DOCUMENT:
Saturday, February 25, 2017

Mixing a set of Munsell Neutrals in Oils






 

My next exercise using Munsell was to make a set of neutral grays using the Munsell gray scale from the student book. Here is the process of making the neutral grays. 

1. Mix all 9 values using black and titanium white. These are your cool grays. 
2. Mix all 9 values using raw umber and titanium white.  These are your warm grays. 
3. Now starting with value 9, mix the value 9 warm gray with the value 9 cool gray until you get a visually neutral gray.  A visually neutral gray does not lean toward warm or cool.
4. Do this with all the other values. 
 
I actually made each value separately and in large amounts, then tubed them in empty tubes to use in my work!

Friday, January 27, 2017

Plotting Color on a Munsell Color Wheel







Munsell Color Wheel using oil paints


The Munsell Student Color Book and Gradon Parrish, artist and Munsell color expert, recommend as a learning exercise creating a Munsell color wheel. I have worked long and hard and have completed my color wheel (see above) following the directions in the Munsell book and from students that attended Graydon's color classes. The large color circles on the wheel represent the Munsell hues in each of the hue sets in the Munsell book at their highest chroma ( that can be obtained in paint). These colors took extensive time to mix by using the hue chips from the student color book.

The smaller color circles are colors directly from the tubes of paint colors I own. I plotted those on the wheel using my knowledge of their hue, value, and chroma and the Munsell colors chips. This exercise really helped me begin to understand the complexities of mixing colors and trying to get the correct hue, value, and chroma. It also helped me see the range of colors (color gamut) and strongest chroma I could obtain from my palette. Now with the color chips and my new color wheel, color mixing and adjusting chroma should be a little easier. Some of the great notes from the student book regarding color mixing and the 3 ways to adjust chroma will also help me when mixing a desired hue. For me Munsell color makes a lot of sense!

DATA SECTION:
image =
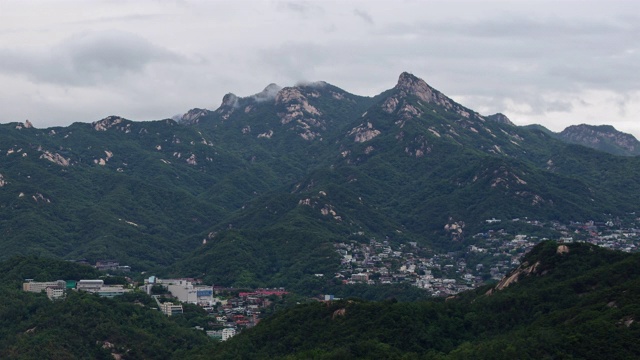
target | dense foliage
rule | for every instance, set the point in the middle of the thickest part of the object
(257, 192)
(581, 304)
(84, 325)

OBJECTIVE:
Carry on the Munsell color posts from their last sentence. The items were taken from a different source than the text.

FINAL RESULT:
Tuesday, December 20, 2016

Frank Reilly and Value Scales Part 3






The above shows the value scale we used to find the values of our three cubes from the previous post. I have added the half tones and how they fit on this scale. Half-tones are just what they describe, half dark and half light. So if value 4 is the separation of light and dark you go out 5 units on the light side from value 4 on our scale and 5 units on the shadow side. This is where the half tones would lie. Draw an arrow straight upward to find the paint value. 
 
 

 
Here is a photo of my cubes but remember this time I'm not copying the values. I'm using the set values in the diagram about. 
 
 
 


Here is the painted result of my plotted value structure using Reilly's method in my diagram above. I found the half-tone values by using the objects local value. Let's use the #5 value cube as an example. Where is #5 on my half tone scale? Move the arrow straight upward to the paint scale. It's about value 4.5.  That is now the plotted half-tone value of the top of the #5 cube.  

I do think the blocks turned out looking pretty realistic but going forward I need to work on getting my background to better correspond with the lighting I'm using. As always step back from your work constantly to adjust things accordingly. I'm really happy to have learned a little about how this works and think I will continue my study of the Reilly method. I think it will help with planning values and using relationships in my work not just copying them.  It sure has made me see thru this experiment what is happening with objects in light and shade and the difference is the 'local' value of the object, not the object's color.  The local (home) value and the type and position of the light are, as Reilly states, is THE most important when trying to capture nature, not the local color.



Wednesday, December 14, 2016

Frank Reilly and Value Scales Part 2

                                                                                                                     
 


I found some of my answers I think studying these 2 excellent books (above),  Jack Faragasso, Students Guide to Painting (hard to find a copy) and A. Dorian, Values for Pictures Worth a Thousand Words (Amazon).  Both of these books teach the Reilly's system of light and shade and the way he plotted value systematically on a value scale depending on the quality and direction of the light source. 

To review, here is what we have learned so far:
A.  Nature's values are limitless
B.  Your medium of choice only has a certain value range compared to nature (0il paint has limited value range)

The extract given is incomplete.